◆ **TASK LIST**:
1. Condense the paragraph in the exhibition text that begins "‘In exile, I made a pair of glasses" into a short bulleted list of its main facts.
2. For each statement, say whether the exhibition text supports it (yes or no) and quote the words that decide it: (a) Mounir Fatmi was born in Morocco. (b) Mounir Fatmi curated the exhibition. (c) Paul Bowles preferred the tourist to the traveller.
3. Resume the exhibition text about Mounir Fatmi's Permanent Exiles, starting after its last sentence.

◆ **EXTRACTED TEXT**:
Permanent Exiles
MAMCO, Geneva
February 17th – May 10th - 2015
Curator: Christian Bernard
You can find the catalog at this link:
‘In exile, I made a pair of glasses to see with.’ Having chosen to leave Morocco, the country where he was born and received his first intellectual training, Mounir Fatmi has since lived with an acute awareness of separation, displacement and the weight of identity, ‘the worst legacy you can ever have’. In the words of Paul Bowles — one of the authors Fatmi is closest to — it is better to be a traveller than a tourist (who accepts his own civilisation without question) and instead to compare it with others and ‘reject those elements he finds not to his liking’. Entitled Permanent Exiles, Mounir Fatmi’s exhibition at Mamco tackles the themes that recur throughout his work: identity, history, the body, language. All these things speak of exile, separation and the impossibility of language, and express the difficulty of encounter. How to resolve the intense, crucial moment of separation, even if this is a deliberate choice? Inevitably there will be a ‘before’ and ‘after’.

Collected data entries
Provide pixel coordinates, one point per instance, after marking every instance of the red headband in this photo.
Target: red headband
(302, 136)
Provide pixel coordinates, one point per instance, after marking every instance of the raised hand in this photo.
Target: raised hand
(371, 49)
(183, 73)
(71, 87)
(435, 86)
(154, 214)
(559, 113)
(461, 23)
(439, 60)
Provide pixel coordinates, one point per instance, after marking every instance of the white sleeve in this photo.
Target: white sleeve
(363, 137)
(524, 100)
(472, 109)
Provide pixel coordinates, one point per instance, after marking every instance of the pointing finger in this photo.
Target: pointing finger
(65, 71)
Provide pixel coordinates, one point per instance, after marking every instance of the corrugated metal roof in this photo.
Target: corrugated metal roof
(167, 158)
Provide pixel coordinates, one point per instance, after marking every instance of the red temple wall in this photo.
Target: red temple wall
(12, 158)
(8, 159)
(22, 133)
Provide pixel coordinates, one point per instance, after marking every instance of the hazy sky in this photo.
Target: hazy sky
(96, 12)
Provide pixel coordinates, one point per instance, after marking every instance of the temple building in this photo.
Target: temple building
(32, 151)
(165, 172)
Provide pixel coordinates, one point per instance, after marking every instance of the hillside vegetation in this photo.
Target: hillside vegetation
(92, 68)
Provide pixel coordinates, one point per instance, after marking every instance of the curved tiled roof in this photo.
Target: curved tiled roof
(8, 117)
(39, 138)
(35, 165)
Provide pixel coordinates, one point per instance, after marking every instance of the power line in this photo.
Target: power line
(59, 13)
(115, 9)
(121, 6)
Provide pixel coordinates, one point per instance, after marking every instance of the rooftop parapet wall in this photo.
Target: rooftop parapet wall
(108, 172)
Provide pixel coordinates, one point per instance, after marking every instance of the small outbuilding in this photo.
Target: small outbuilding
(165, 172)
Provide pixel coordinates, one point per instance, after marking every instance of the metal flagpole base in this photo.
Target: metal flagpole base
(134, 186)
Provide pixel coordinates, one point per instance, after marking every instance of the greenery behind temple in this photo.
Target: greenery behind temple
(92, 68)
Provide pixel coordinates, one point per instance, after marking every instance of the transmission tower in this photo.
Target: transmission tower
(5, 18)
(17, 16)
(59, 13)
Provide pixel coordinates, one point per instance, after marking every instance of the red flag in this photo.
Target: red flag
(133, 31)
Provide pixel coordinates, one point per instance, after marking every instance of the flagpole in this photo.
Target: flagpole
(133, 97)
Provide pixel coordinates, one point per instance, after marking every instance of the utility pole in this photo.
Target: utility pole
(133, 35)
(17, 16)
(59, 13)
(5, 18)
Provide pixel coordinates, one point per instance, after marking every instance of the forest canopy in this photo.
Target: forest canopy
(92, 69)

◆ **REPLIES**:
1.
- Mounir Fatmi chose to leave Morocco, where he was born and received his first intellectual training.
- Since then he has lived with an acute awareness of separation, displacement and the weight of identity, which he calls "the worst legacy you can ever have."
- Paul Bowles, one of the authors Fatmi is closest to, held that it is better to be a traveler than a tourist: to compare one's own civilization with others and reject what one dislikes.
- His Mamco exhibition, Permanent Exiles, takes up the themes that recur throughout his work: identity, history, the body and language.
- These themes speak of exile, separation and the impossibility of language, and express the difficulty of encounter.
- Even a deliberately chosen separation inevitably leaves a "before" and an "after."

2.
(a) Yes: "Having chosen to leave Morocco, the country where he was born"
(b) No: "Curator: Christian Bernard"
(c) No: "it is better to be a traveller than a tourist"

3.
This existential discontinuity is literally reflected in some of Fatmi’s sculptures, such as The Paradox (2013). On the circular blade of an ancient grinder, Arabic calligraphy carved into the steel reproduces a line from the Koran on monotheism and a grinding machine. Once the machine starts running, the text loses all meaning. Remnants of writing are scattered next to the machine, all ready to be ground. Whether in letters, words or sentences, language is a constant feature of Mounir Fatmi’s work. Often overprinted on an image, it generates not only meaning but also travels beyond the image, which is essentially incomplete. All these super-imposed symbols, circles and writings cannot satisfy the swift glance, but force it to linger, to move beyond what is given.
The video The Blinding Light (2013) is based on a Fra Angelico painting entitled The healing of Deacon Justinian (1438-1440). Fatmi focuses here on a strange medical act that Saints Cosmas and Damian were required to perform: grafting a black leg onto Deacon Justinian’s white body. Cosmas and Damian, Syrian-born, Christian converts, were to be martyred and decapitated for their practice of medicine. With his passion for science, Mounir Fatmi superimposes the images of Fra Angelico’s painting and a modern operating theatre full of lights and technology. In this unexpected mix, the transparency of the images blends religion and science, faith and knowledge, past and present.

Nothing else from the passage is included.